**Required action 1**
Transcribe the biography of James M. Williams word for word, starting at "James M. Williams (22" and ending at "graduated in 1873.".
**Required action 2**
Go on with the biography of James M. Williams, picking up after its final sentence.

**Supplied text**
James M. Williams (22 July 1850 - 22 May 1909) was a politician from Cleveland, Ohio, United States. He was a member of the Ohio House of Representatives and the Ohio State Senate, and was President of the Senate for two years.

==Early life==
James M. Williams was born in Plainfield, Ohio on July 22, 1850. He was the son of Heslip Williams, a leading physician of the county and Ohio native, and Charlotte Miskimen Williams, also from Ohio. He left school at age thirteen to enlist as a private in Company C, 3rd United States Cavalry during the American Civil War. He served in the campaigns in Tennessee, Mississippi, and Arkansas.
After the war, Williams attended Newcomerstown High School and Allegheny College of Meadville, Pennsylvania, where he graduated in 1873.

==Legal career==
Williams studied law in the office of Judge J.C. Pomerene of Coshocton, Ohio, and was admitted to the bar in 1875. He practiced law in Coshocton until 1888, when he moved to Cleveland. He edited the three-volume "Revised Statutes of Ohio" in 1883, which was adopted by the General Assembly, and distributed about the state. He was elected as a Democrat to the Ohio House of Representatives in 1885, and served a single two-year term. He drafted the 1885 constitutional amendment that was adopted by the public that changed state elections from October to November.

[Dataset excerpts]
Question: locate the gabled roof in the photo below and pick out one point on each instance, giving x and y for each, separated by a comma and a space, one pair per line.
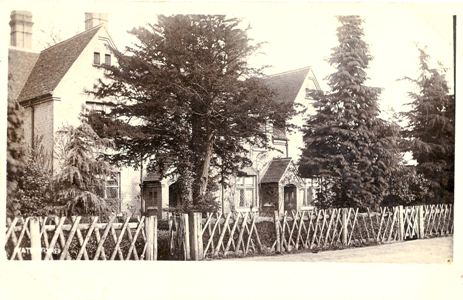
276, 170
53, 63
20, 65
287, 85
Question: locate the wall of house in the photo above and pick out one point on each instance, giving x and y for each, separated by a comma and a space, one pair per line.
43, 127
72, 94
295, 139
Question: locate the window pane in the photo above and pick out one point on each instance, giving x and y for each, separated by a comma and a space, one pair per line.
112, 192
96, 58
239, 180
107, 59
249, 196
249, 180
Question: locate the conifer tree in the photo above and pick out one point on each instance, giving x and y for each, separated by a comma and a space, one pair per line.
83, 171
431, 130
15, 156
346, 143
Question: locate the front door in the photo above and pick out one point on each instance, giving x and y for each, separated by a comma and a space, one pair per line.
290, 199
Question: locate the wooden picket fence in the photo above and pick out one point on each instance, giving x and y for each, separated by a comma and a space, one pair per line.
438, 220
62, 238
179, 243
231, 233
347, 227
196, 236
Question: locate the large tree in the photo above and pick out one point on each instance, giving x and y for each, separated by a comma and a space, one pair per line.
187, 101
346, 143
431, 130
15, 155
82, 173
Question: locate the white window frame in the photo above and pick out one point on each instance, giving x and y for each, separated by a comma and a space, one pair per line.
241, 187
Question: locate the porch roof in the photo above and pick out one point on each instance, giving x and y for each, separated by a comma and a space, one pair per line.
276, 170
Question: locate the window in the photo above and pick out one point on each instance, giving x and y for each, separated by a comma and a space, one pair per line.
96, 58
245, 195
107, 59
308, 196
112, 190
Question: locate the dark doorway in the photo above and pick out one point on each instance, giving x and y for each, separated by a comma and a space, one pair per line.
290, 200
174, 195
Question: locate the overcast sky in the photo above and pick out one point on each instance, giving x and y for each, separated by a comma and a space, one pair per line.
297, 35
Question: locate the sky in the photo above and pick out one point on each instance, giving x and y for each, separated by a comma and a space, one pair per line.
295, 34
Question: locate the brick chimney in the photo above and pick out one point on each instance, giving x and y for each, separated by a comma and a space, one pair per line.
95, 19
21, 29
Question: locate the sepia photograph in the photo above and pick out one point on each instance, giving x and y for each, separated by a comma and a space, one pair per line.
150, 132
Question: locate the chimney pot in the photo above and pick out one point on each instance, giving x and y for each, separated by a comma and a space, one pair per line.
95, 19
21, 29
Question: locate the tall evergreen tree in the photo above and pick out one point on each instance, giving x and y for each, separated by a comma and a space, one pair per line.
431, 130
15, 155
346, 143
191, 98
83, 172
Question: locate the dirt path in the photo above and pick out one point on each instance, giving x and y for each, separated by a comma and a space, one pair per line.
437, 250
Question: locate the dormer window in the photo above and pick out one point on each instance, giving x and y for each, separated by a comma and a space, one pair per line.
107, 59
96, 58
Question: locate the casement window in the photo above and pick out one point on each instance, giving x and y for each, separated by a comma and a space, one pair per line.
307, 200
245, 194
112, 187
107, 59
96, 58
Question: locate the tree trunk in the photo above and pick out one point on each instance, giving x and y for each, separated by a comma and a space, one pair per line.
203, 166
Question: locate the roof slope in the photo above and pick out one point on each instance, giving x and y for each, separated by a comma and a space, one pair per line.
276, 170
53, 63
287, 85
20, 65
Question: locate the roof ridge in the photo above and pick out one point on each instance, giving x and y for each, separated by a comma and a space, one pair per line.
73, 37
289, 71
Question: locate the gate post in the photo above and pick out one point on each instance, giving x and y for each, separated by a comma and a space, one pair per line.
151, 228
196, 236
276, 219
186, 236
401, 223
36, 246
421, 222
344, 213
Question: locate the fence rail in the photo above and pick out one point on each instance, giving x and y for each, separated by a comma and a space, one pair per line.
195, 236
55, 238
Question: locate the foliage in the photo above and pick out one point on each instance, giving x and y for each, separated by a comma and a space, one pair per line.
345, 141
431, 130
15, 156
186, 101
35, 188
82, 174
406, 187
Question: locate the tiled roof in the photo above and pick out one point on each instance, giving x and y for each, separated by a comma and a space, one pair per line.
20, 64
53, 63
276, 170
286, 85
152, 176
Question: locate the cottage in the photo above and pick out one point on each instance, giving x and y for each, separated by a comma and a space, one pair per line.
51, 86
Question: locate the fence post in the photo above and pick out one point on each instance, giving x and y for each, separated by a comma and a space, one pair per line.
186, 236
36, 246
421, 222
277, 232
151, 223
401, 223
196, 236
344, 213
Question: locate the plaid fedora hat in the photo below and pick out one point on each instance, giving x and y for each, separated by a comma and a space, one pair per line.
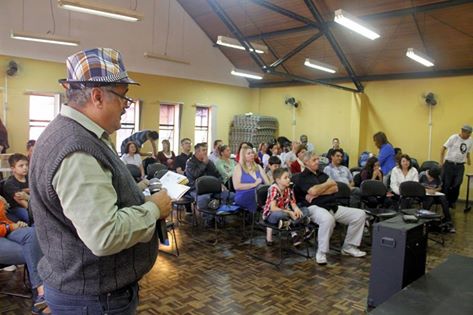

**Result 1**
James M. Williams (22 July 1850 - 22 May 1909) was a politician from Cleveland, Ohio, United States. He was a member of the Ohio House of Representatives and the Ohio State Senate, and was President of the Senate for two years.

==Early life==
James M. Williams was born in Plainfield, Ohio on July 22, 1850. He was the son of Heslip Williams, a leading physician of the county and Ohio native, and Charlotte Miskimen Williams, also from Ohio. He left school at age thirteen to enlist as a private in Company C, 3rd United States Cavalry during the American Civil War. He served in the campaigns in Tennessee, Mississippi, and Arkansas.
After the war, Williams attended Newcomerstown High School and Allegheny College of Meadville, Pennsylvania, where he graduated in 1873.

**Result 2**
Williams was nominated for Judge of the Commons Pleas Court in 1888 and 1894, but not elected. He was successful in 1905 in election to the Ohio State Senate, and was chosen president pro tem. of that body. He was chairman of the Committees on Commercial Corporations and Rules, and member of the Judiciary, Taxation, County Affairs and Fees and Salaries committees.

==Personal==
James M. Williams married Mary S. Brockway of Chautauqua County, New York in 1879. She had one daughter, and died in 1897.

Williams died in 1909 in Cleveland of a heart ailment.